— start of DATA SUPPLIED —

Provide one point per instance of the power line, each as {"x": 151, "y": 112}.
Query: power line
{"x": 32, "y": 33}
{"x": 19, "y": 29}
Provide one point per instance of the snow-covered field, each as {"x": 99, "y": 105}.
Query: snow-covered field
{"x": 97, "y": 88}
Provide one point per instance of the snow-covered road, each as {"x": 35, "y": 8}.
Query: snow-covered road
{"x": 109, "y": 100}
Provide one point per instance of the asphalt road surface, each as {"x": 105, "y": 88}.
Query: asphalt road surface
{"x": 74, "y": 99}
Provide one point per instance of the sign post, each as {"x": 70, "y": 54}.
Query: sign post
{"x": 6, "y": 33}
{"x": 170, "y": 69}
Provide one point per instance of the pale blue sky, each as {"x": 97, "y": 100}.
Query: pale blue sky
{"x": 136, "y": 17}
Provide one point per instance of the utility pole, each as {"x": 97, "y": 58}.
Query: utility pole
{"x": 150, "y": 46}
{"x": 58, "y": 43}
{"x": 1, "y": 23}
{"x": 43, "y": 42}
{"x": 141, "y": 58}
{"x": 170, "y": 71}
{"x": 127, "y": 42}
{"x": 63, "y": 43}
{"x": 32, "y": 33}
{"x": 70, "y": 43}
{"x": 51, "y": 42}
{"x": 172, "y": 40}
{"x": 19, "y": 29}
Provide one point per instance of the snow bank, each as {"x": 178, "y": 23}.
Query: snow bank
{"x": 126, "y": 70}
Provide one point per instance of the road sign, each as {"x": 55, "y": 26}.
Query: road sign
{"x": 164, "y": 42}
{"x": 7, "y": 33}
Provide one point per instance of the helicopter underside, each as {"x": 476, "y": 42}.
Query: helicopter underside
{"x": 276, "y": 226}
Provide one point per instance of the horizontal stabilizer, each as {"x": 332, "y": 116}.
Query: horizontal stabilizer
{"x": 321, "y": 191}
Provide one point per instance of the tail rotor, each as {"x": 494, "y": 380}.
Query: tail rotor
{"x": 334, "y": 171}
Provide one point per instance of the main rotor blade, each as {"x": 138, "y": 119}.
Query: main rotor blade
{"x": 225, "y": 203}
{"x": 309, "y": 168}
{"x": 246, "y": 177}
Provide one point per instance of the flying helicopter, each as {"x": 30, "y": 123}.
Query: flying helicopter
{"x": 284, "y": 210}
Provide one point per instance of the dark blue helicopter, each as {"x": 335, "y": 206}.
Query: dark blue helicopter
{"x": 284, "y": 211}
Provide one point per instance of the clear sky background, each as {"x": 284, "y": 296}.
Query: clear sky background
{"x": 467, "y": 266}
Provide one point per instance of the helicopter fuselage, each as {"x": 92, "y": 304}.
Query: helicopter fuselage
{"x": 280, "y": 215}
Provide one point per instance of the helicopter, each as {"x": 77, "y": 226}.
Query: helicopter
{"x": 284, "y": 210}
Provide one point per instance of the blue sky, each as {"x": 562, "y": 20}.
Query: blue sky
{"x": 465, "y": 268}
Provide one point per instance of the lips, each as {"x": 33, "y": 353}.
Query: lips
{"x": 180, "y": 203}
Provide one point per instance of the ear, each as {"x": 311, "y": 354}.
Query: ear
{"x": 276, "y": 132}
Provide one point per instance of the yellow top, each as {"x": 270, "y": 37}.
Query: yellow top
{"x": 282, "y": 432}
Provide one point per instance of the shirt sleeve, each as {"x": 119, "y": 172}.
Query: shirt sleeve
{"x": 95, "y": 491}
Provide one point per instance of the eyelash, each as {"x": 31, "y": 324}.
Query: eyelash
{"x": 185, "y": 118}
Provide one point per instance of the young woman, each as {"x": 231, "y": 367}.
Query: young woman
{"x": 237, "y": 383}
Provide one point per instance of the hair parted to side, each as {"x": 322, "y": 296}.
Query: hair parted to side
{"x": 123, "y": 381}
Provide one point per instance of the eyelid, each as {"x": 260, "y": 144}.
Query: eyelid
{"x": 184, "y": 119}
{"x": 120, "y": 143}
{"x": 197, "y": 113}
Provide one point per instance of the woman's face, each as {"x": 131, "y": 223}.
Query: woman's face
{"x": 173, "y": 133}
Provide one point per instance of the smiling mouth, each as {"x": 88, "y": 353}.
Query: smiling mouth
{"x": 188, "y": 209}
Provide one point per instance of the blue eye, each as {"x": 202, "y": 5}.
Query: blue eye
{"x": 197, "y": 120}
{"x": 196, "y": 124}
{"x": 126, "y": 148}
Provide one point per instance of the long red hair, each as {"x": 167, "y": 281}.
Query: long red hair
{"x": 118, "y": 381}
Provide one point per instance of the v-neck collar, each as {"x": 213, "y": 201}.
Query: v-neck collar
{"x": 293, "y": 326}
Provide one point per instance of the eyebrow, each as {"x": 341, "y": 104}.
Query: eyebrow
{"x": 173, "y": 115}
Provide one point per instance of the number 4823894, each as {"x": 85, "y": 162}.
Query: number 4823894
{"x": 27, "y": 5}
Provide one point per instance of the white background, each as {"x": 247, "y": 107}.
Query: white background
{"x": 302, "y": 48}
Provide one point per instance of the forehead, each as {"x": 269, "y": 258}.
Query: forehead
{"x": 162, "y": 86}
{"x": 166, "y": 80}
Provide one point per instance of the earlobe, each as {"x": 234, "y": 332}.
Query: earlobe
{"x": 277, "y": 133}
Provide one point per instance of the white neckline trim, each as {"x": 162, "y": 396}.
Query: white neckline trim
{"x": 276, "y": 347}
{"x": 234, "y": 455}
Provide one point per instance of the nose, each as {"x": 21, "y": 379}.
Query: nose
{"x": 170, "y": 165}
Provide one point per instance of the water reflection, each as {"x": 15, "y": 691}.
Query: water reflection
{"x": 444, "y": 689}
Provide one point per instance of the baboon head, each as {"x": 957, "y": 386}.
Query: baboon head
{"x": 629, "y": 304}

— end of DATA SUPPLIED —

_DESCRIPTION OF THE TASK_
Reproduce the entries starting with the line that contains "Provide one point per instance of the blue eye, each" and going on through the end of the entries, keeping every line, requests included. Multiply each x and y coordinate in the answer points by 0.2 and round to whole numbers, halves up, but leave the numbers in the requests and their format samples unchanged.

_TASK RESULT_
Provide one point per instance of the blue eye, each as {"x": 202, "y": 5}.
Query: blue eye
{"x": 39, "y": 24}
{"x": 39, "y": 25}
{"x": 25, "y": 30}
Provide one point per instance of the long red hair, each as {"x": 167, "y": 281}.
Query: long red hair
{"x": 24, "y": 76}
Provide one point per instance of the v-neck collar, each as {"x": 213, "y": 201}.
Query: v-neck collar
{"x": 59, "y": 65}
Provide one point per instance of the eyebrow, each as {"x": 341, "y": 104}.
Query: eyebrow
{"x": 35, "y": 23}
Provide one point per instance of the number 4823894, each as {"x": 85, "y": 162}.
Query: number 4823894
{"x": 5, "y": 1}
Provide one point per instance of the white background, each as {"x": 247, "y": 107}.
Query: white background
{"x": 60, "y": 10}
Provide one point per instance of the forehead, each as {"x": 269, "y": 258}.
Query: forehead
{"x": 32, "y": 17}
{"x": 33, "y": 16}
Provide one point per instance of the earlobe, each as {"x": 234, "y": 332}.
Query: earlobe
{"x": 55, "y": 27}
Provide one point per instance of the white neckline trim, each as {"x": 162, "y": 396}.
Query: white neckline trim
{"x": 55, "y": 69}
{"x": 47, "y": 91}
Provide one point per instance of the nose, each as {"x": 21, "y": 379}.
Query: nose
{"x": 34, "y": 33}
Provide one point per instance of the water reflection, each as {"x": 15, "y": 691}.
Query: water reflection
{"x": 89, "y": 138}
Provide one point per instance of the baboon head, each as {"x": 957, "y": 386}.
Query: baboon head
{"x": 126, "y": 61}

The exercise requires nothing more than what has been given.